GIVEN PROBLEM: Can you extract every line of the listing below, copied word for word, and leave the pictures out of your answer?

DATA PROVIDED:
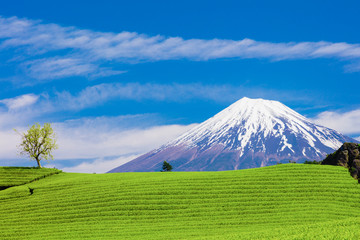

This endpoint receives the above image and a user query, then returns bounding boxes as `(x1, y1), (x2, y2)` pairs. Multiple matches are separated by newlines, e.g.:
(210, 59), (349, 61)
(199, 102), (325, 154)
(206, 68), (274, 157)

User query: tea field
(0, 164), (360, 240)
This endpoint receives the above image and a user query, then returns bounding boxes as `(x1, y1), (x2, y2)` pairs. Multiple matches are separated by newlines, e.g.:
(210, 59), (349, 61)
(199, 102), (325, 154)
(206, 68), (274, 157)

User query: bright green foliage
(19, 123), (58, 168)
(0, 164), (360, 240)
(161, 161), (172, 172)
(304, 160), (321, 164)
(0, 167), (61, 190)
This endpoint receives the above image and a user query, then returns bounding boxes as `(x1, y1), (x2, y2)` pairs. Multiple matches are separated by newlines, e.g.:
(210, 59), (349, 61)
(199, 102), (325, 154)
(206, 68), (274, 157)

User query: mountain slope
(110, 98), (355, 172)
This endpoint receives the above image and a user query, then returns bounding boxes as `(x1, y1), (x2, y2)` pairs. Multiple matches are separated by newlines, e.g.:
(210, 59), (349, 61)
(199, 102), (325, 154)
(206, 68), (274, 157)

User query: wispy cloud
(0, 83), (313, 122)
(312, 109), (360, 136)
(53, 83), (312, 110)
(0, 115), (195, 173)
(0, 17), (360, 79)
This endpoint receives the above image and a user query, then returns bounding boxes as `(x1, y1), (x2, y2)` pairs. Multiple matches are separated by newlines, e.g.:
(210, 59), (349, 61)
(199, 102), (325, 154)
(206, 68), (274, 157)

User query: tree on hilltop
(15, 123), (58, 168)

RESULT OF THE EXERCISE:
This endpoint receives the above image and a user query, then returns bounding boxes as `(x1, y1), (x2, y2)` pairs. Multiple matches are separated by newlines, e.g.:
(210, 59), (349, 61)
(199, 102), (325, 154)
(206, 68), (274, 157)

User query: tea field
(0, 164), (360, 240)
This endpoint receives the above image and a user query, then returns bounding boxes as `(x1, y1), (x2, y2)` pairs. Multiple matches are separated by newlines, e.g.:
(210, 59), (349, 61)
(199, 102), (325, 154)
(206, 68), (274, 157)

User query: bright green foliage
(19, 123), (58, 168)
(0, 164), (360, 240)
(161, 161), (172, 172)
(304, 160), (321, 164)
(0, 167), (61, 190)
This endpoint receives the above image and a user query, then returns bounding boxes as `(x1, y1), (x2, y2)` pairs. Multiple matches are separated by newlines, e.g.:
(210, 59), (349, 61)
(199, 102), (325, 154)
(206, 68), (274, 157)

User query: mountain slope
(110, 98), (355, 172)
This endpoint receives the above image and a user query, then returns bounding boxes as `(x1, y1), (x2, y2)` pairs. Multiple matches are separated by newlines, e.g.:
(210, 59), (349, 61)
(199, 102), (325, 154)
(206, 68), (274, 157)

User query: wispy cloud
(0, 83), (313, 122)
(312, 109), (360, 136)
(53, 83), (312, 110)
(0, 115), (195, 173)
(0, 17), (360, 79)
This endpoint receives the above image and a user query, then returns bounding boxes as `(x1, y1), (x2, y2)` pairs. Multiple matches are separated by newlines, e.g.:
(210, 59), (349, 61)
(199, 102), (325, 154)
(206, 68), (274, 157)

User query: tree on hilltop
(15, 123), (58, 168)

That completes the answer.